Stored dataset items
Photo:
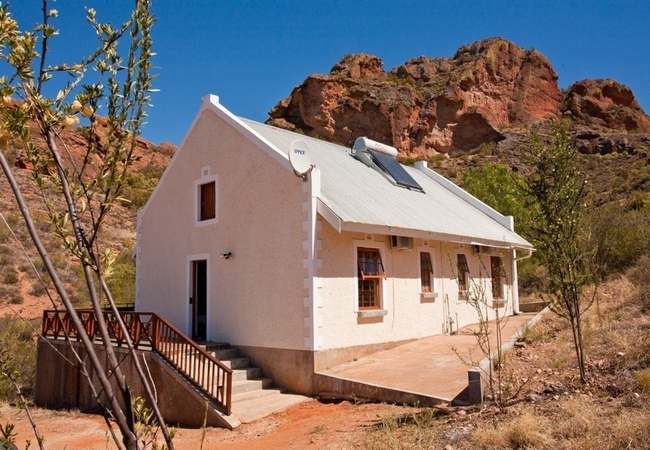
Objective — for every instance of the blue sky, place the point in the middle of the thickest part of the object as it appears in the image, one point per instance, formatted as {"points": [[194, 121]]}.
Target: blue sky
{"points": [[253, 53]]}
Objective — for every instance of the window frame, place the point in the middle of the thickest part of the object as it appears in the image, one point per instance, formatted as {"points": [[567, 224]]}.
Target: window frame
{"points": [[198, 194], [376, 278], [497, 275], [462, 268], [426, 272]]}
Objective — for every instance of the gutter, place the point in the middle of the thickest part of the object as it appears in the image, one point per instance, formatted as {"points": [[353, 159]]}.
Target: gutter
{"points": [[521, 258]]}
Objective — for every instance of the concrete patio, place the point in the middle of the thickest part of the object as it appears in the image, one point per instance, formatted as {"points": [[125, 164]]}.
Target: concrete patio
{"points": [[425, 371]]}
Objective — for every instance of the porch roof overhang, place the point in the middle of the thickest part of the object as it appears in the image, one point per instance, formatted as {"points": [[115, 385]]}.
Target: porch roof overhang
{"points": [[341, 225]]}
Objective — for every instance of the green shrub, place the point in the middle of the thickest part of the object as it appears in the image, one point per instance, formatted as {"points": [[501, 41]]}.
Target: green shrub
{"points": [[643, 378], [18, 352], [10, 276], [121, 281]]}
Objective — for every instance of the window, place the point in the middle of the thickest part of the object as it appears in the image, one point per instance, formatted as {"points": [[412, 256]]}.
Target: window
{"points": [[370, 273], [207, 202], [463, 271], [496, 265], [426, 272]]}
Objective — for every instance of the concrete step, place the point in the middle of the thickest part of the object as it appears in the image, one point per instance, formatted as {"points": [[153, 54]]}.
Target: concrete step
{"points": [[226, 353], [273, 401], [251, 385], [244, 396], [237, 363], [247, 373]]}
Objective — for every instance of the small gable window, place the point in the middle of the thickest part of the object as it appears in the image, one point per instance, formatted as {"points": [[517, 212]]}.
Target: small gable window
{"points": [[370, 273], [208, 197], [206, 194], [463, 275]]}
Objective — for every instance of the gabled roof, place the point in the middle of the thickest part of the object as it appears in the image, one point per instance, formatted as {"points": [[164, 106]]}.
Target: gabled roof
{"points": [[356, 197]]}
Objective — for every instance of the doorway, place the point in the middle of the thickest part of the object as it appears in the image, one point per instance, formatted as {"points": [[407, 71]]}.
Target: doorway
{"points": [[199, 299]]}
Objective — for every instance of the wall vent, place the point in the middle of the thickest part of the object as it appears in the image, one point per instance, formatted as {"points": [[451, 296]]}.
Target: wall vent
{"points": [[482, 249], [401, 242]]}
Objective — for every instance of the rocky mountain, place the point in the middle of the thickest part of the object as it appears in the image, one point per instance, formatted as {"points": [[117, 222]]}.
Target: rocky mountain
{"points": [[486, 93]]}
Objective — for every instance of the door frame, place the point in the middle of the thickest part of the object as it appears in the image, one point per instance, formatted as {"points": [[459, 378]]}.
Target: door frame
{"points": [[191, 260]]}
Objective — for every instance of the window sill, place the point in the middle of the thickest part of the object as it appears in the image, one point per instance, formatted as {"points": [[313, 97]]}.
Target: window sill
{"points": [[202, 223], [428, 297], [372, 313]]}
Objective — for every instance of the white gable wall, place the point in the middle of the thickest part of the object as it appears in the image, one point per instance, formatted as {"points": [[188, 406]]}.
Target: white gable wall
{"points": [[255, 298]]}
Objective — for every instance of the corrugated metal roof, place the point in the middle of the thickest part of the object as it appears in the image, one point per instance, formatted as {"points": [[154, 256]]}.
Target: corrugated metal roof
{"points": [[361, 197]]}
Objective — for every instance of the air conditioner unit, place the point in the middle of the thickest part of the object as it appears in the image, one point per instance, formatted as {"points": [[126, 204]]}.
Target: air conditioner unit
{"points": [[401, 242], [482, 249]]}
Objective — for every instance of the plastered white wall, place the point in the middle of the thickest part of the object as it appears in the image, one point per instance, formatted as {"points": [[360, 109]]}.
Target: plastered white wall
{"points": [[407, 316], [257, 296]]}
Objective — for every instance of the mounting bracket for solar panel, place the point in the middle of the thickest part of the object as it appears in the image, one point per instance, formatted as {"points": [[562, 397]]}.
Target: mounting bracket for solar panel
{"points": [[300, 159]]}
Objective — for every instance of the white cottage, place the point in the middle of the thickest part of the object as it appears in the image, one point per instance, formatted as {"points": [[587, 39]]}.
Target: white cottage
{"points": [[305, 272]]}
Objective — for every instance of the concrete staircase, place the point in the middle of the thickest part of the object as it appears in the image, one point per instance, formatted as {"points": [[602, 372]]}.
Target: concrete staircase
{"points": [[253, 395]]}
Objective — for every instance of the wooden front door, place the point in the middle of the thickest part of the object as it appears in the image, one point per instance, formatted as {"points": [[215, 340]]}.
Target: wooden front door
{"points": [[199, 299]]}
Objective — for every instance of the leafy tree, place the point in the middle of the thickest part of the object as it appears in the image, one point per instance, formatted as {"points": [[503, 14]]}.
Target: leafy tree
{"points": [[78, 192], [556, 190]]}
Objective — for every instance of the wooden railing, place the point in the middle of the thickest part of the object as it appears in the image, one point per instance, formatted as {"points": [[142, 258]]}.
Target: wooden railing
{"points": [[149, 331]]}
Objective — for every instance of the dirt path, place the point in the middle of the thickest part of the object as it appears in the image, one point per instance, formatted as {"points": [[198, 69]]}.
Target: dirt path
{"points": [[310, 424]]}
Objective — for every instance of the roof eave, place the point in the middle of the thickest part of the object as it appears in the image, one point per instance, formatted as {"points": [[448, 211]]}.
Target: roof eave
{"points": [[341, 225]]}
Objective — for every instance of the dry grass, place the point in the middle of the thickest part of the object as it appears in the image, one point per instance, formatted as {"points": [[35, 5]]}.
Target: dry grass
{"points": [[611, 412], [524, 431]]}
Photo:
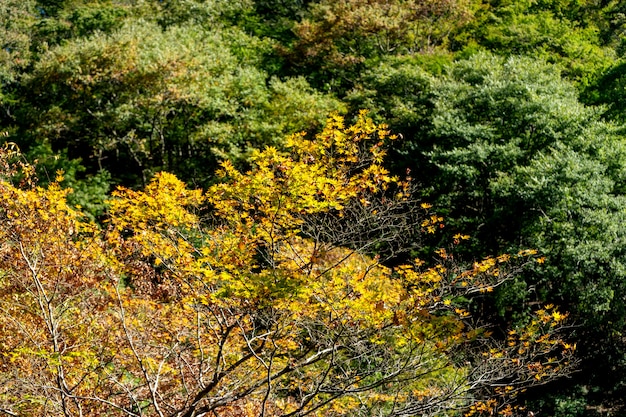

§ REQUIRED WORK
Beginning with the first line of the records and ending with the line that contains "Objective — for every instance of the window frame, place", reproduce every line exactly, omitting pictures and adding nothing.

§ OUTPUT BELOW
Photo:
Objective — for every instance of the blue sky, place the point in the middle of the thickest part of the object as it appears in the image, one point per instance, formatted as {"points": [[194, 121]]}.
Target: blue sky
{"points": [[253, 53]]}
Objective — for every instance of the window frame, place the point in the middle of the thickest part of the object as it appears in the image, one point per instance, formatted as {"points": [[567, 224]]}.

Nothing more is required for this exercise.